#### [Tarefa proposta 1]
Segundo o texto sobre o Mazda CX-60, em que ano a Mazda comprou os direitos do motor Wankel?
#### [Tarefa proposta 2]
Indique se cada afirmação concorda com o texto sobre o Mazda CX-60, respondendo sim ou não e citando as palavras do texto que o decidem: (a) O motor rotativo foi inventado por Felix Wankel em 1924. (b) O último motor Wankel produzido pela Mazda data de 2015. (c) A Mazda prefere oferecer pequenos motores com turbocompressores.
#### [Tarefa proposta 3]
Continue, por favor, o texto sobre o novo motor Diesel do Mazda CX-60 a partir da última frase apresentada.

Muitas marcas viraram as costas aos Diesel e o mercado também o começou a fazer. Mas em Hiroshima há um grupo de engenheiros que não pensa como a maioria e decidiu lançar um novo motor a gasóleo. Os argumentos são os de sempre: baixos consumos e muito binário, mas será que isso ainda faz sentido? Descubra no Teste TARGA 67 ao Mazda CX-60 3.3 e-Skyactiv D.
Sempre que existe uma possibilidade de seguir um caminho diferente da maioria, a Mazda não hesita em segui-lo, se entende que pode ganhar vantagens com uma opção técnica diferente. Claro que nem todas resultaram em pleno, como é o caso do famoso motor rotativo Wankel.
Desde que comprou os direitos deste motor único em 1962 – um conceito inventado pelo alemão Felix Wankel em 1924 e incialmente usado pela NSU a partir de 1957 – a Mazda teve uma relação profunda mas intermitente com esta tecnologia que todos os outros abandonaram.

O último motor Wankel produzido pela Mazda data de 2012, mas este ano vamos voltar a falar dele numa versão com extensor de autonomia do elétrico MX-30. Teimosia, ou persistência é difícil perceber onde está a razão.
“Right sizing”
Outro exemplo é o “right sizing” em vez do “downsizing” em que a Mazda continua a preferir oferecer motores atmosféricos a gasolina, de cilindrada mais elevada, do que pequenos motores com turbcompressores. Mais uma ideia fixa.

Claro que, algumas destas e de outras opções, são ditadas por orçamentos de desenvolvimento mais pequenos do que os de outras marcas de maior dimensão. Ainda assim, a marca defende as suas ideias com um argumentário bastante sólido.
E agora temos mais um caso destes com o lançamento em 2023 de um novo motor Diesel. Numa altura em que algumas das marcas que ainda os produzem anunciam não querer investir nem mais um céntimo nesta tecnologia, devido à descida da procura, a Mazda faz o oposto.

#### [Extrato da listagem]
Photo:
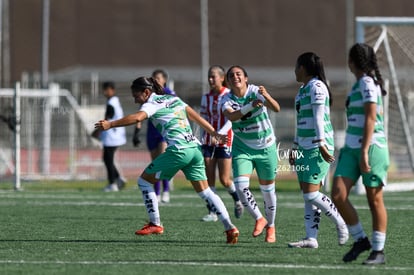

#### [Resultado 1]
Em 1962.

#### [Resultado 2]
(a) Sim: "um conceito inventado pelo alemão Felix Wankel em 1924".
(b) Não: "O último motor Wankel produzido pela Mazda data de 2012".
(c) Não: "a Mazda continua a preferir oferecer motores atmosféricos a gasolina, de cilindrada mais elevada".

#### [Resultado 3]
Diesel 3.3 novo em 2023
E não se trata de um motor pequeno ou médio, é mesmo uma unidade de seis cilindros em linha montado longitudinalmente, com 3,3 litros de cilindrada, caixa automática de oito e tração atrás: algo que não surgia de novo no mercado há muitos anos.

Com 4,745 metros de comprimento, o CX-60 alinha-se com o BMW X3, só para dar um exemplo de um SUV que também está disponível com a mesma arquitetura e implantação de motor Diesel.
Com alguns “segredos”
Mas a Mazda não fez um Diesel banal. Tem as características básicas, como turbocompressor de geometria variável, injeção direta elétrica common rail e intercooler. Mas acrescenta algo mais.
Para começar, junta um sistema micro-híbrido de 48 Volt com 153 Nm de binário máximo e 17 cv/900 rpm, que dá uma ajuda nos arranques e a muito baixas velocidades.

Mas tem ainda aquilo a que a Mazda chama DCPCI (Distribution-Controlled Partially Pre-mixed Compression Ignition) confirmando que a paixão dos japoneses por siglas, ainda não esmoreceu.
Dois ovos por cilindro
Trata-se de um processo de preparação da mistura gasóleo/ar mais homogénea, que permite fazer a combustão a temperaturas mais baixas. A Mazda usa câmaras de combustão na forma aproximada à de dois ovos, para conseguir este efeito, aumentando a eficiência acima dos 40%.

Temperaturas mais baixas equivale a menores perdas térmicas e isto permite reduzir consumos e emissões, nomeadamente de NOx e partículas, que são o ponto fraco dos motores Diesel. Esta é a teoria, resta saber se funciona na prática.
Tudo novo
O CX-60 estreia uma nova plataforma e também estreou uma nova motorização PHEV, além de estar disponível com tração atrás ou às quatro rodas. O Diesel tem uma versão AWD de 254 cv e a RWD de 200 cv deste teste.

O estilo segue aquilo que conhecemos da Mazda, com uma elegância e uma identidade muito próprias, aqui com a grelha perfeitamente vertical e o capót longo, para lhe dar um ar mais possante. Talvez a zona traseira seja demasiado conservadora e o perfil um pouco simplista, para um Mazda.
Quase premium
O habitáculo aproveita bem as dimensões exteriores e dispõe de bastante espaço nos lugares da frente. Na segunda fila, também há espaço mais que suficiente para dois, ou mesmo três, adultos viajarem com conforto. A mala tem 570 litros, que é um bom valor, ligeiramente acima do X3.

A qualidade dos materiais a bordo é boa, com acabamentos que lhe dão um ambiente quase premium. O ecrã central está no topo da consola mas tem pouca altura, sendo controlado por um comando rotativo na consola, como é hábito (mais uma teimosia…) da marca.

A posição de condução é alta, mas a colocação relativa do banco confortável, do volante de boa pega e dos dois pedais da caixa automática de oito foi bem pensada. A Mazda costuma acertar nas posições de condução e acertou mais uma vez.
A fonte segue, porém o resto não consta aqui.